Your goal
Rescale a span of the data below, from the line with "Target: recessed ceiling light" to the line with "x=420, y=124", both included: repeat every line in it, changing nothing except the answer coordinates, which you multiply by 1.6 and round to whole numbers, with halves rounded up. Return only those lines.

Input records
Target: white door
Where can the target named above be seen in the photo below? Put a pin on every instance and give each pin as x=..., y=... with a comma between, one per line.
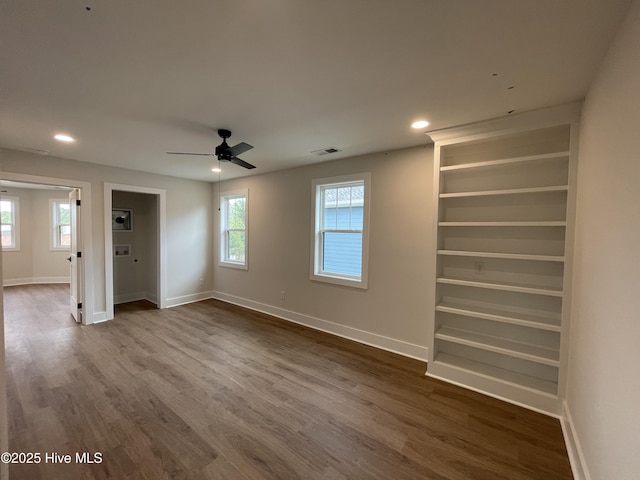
x=75, y=258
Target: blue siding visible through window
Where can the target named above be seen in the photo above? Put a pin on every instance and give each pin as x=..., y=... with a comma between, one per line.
x=342, y=253
x=343, y=250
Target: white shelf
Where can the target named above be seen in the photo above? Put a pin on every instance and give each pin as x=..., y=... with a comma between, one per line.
x=499, y=374
x=503, y=162
x=553, y=223
x=509, y=256
x=526, y=320
x=509, y=191
x=525, y=351
x=504, y=198
x=507, y=287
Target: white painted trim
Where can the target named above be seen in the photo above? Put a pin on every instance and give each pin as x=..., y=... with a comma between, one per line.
x=134, y=297
x=574, y=449
x=379, y=341
x=88, y=298
x=34, y=280
x=191, y=298
x=129, y=297
x=99, y=317
x=108, y=241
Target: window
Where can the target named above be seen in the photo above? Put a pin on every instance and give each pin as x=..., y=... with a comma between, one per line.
x=10, y=226
x=233, y=229
x=341, y=230
x=60, y=224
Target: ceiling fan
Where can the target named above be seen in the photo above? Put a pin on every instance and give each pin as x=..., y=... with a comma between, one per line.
x=224, y=152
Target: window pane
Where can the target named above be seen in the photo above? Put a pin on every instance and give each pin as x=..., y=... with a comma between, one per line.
x=64, y=236
x=7, y=236
x=343, y=208
x=64, y=214
x=342, y=253
x=6, y=209
x=236, y=212
x=235, y=246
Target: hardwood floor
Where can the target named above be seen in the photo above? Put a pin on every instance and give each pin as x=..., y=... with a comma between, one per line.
x=213, y=391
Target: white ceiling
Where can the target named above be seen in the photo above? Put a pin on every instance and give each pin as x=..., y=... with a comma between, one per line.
x=131, y=80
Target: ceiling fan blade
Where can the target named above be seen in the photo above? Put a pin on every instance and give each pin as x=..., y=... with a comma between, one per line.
x=242, y=163
x=189, y=153
x=240, y=148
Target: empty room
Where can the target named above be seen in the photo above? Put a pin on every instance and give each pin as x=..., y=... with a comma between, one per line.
x=327, y=240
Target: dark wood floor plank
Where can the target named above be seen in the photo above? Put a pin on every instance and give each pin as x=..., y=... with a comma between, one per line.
x=213, y=391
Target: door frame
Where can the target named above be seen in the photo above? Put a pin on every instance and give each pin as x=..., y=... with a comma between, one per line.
x=108, y=241
x=87, y=265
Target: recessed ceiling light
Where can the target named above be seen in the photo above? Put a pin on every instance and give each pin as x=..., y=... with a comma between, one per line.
x=61, y=137
x=420, y=124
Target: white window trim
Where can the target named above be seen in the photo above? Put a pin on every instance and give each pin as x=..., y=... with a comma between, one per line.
x=53, y=204
x=221, y=234
x=316, y=243
x=16, y=223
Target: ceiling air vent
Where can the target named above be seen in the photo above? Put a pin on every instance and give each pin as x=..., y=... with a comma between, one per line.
x=326, y=151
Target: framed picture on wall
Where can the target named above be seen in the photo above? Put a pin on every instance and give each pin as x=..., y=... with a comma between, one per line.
x=122, y=219
x=122, y=250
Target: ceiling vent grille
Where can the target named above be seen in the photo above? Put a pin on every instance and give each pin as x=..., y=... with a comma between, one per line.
x=326, y=151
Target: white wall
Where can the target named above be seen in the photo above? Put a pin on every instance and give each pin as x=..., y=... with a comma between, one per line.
x=35, y=262
x=189, y=212
x=603, y=394
x=392, y=313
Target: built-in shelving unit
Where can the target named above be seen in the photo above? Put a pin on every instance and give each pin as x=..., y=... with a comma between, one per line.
x=503, y=215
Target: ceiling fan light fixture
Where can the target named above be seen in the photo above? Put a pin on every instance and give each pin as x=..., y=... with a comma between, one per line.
x=61, y=137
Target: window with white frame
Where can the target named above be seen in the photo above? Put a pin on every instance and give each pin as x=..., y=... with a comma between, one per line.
x=10, y=226
x=341, y=230
x=60, y=224
x=233, y=229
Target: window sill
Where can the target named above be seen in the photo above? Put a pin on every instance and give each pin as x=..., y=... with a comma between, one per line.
x=238, y=266
x=345, y=282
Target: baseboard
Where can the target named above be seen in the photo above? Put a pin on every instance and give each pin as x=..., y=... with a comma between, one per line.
x=33, y=281
x=128, y=297
x=98, y=317
x=184, y=299
x=574, y=450
x=379, y=341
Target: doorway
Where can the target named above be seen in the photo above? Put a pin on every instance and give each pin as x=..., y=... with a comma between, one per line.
x=83, y=288
x=134, y=245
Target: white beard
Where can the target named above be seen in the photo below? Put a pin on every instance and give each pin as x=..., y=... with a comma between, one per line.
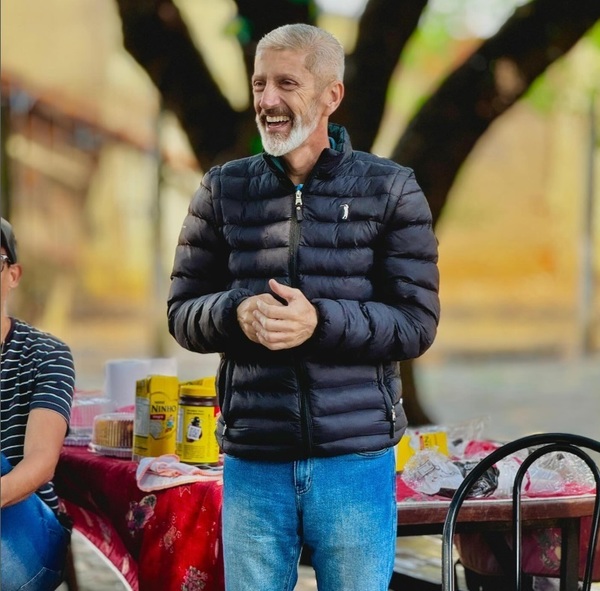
x=278, y=145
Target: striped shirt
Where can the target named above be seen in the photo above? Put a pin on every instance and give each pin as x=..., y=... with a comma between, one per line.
x=37, y=371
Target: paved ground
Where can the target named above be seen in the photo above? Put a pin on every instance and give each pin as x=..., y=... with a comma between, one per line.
x=510, y=396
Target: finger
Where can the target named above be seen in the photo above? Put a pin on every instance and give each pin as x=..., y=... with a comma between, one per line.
x=284, y=291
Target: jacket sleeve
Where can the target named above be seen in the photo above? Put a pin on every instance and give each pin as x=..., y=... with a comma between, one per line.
x=202, y=311
x=400, y=322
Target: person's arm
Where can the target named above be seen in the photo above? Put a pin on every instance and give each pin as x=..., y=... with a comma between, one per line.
x=44, y=436
x=201, y=309
x=401, y=321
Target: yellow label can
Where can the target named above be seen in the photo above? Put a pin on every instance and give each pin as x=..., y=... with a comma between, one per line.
x=155, y=421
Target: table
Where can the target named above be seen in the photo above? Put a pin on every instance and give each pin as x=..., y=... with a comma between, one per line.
x=554, y=530
x=163, y=540
x=167, y=538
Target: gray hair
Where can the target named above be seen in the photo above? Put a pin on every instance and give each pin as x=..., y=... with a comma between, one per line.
x=324, y=53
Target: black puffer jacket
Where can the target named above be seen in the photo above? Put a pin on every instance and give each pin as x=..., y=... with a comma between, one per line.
x=357, y=240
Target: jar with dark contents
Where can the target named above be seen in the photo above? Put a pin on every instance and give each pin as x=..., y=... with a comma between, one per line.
x=196, y=441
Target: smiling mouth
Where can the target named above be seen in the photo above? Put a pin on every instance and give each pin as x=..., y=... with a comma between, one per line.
x=276, y=122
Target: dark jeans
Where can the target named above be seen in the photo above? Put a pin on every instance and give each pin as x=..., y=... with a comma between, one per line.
x=34, y=545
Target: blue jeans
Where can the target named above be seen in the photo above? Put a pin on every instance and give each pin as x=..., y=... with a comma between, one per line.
x=343, y=509
x=34, y=545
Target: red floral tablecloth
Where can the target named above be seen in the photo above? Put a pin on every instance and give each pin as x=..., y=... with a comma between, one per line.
x=165, y=540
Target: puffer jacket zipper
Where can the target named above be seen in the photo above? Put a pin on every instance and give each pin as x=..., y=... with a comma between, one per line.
x=297, y=217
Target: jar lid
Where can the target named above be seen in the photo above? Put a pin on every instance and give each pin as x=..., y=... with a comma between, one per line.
x=201, y=388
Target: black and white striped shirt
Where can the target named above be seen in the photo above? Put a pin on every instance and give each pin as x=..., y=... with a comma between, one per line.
x=37, y=371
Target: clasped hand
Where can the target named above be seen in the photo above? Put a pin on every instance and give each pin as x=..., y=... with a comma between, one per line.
x=267, y=321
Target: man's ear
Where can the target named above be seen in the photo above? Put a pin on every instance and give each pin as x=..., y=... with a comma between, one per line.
x=334, y=96
x=14, y=275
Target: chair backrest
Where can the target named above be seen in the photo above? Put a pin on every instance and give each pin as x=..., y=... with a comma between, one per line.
x=542, y=444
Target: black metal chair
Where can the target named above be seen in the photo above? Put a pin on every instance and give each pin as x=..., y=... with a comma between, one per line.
x=541, y=444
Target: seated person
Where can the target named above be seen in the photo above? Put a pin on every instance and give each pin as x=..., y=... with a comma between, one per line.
x=37, y=381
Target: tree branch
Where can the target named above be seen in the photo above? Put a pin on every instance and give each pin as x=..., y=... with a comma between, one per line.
x=444, y=131
x=156, y=36
x=384, y=29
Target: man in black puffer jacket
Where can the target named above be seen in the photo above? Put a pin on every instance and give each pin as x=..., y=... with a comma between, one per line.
x=312, y=270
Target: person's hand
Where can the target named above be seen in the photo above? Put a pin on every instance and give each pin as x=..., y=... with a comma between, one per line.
x=245, y=313
x=278, y=326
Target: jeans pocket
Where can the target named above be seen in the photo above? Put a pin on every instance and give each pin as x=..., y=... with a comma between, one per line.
x=45, y=580
x=373, y=454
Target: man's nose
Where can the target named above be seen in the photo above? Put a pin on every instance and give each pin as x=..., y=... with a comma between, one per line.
x=269, y=97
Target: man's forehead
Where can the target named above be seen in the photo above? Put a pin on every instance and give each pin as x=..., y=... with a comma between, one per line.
x=280, y=59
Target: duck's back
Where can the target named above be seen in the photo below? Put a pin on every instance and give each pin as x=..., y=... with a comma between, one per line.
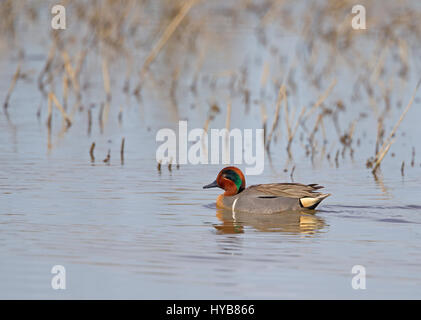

In response
Target: recessed ceiling light
Where can the target named above be seen in the photo above? Put a pin on every instance and give each pin as x=..., y=... with a comma between, one per line.
x=98, y=219
x=672, y=198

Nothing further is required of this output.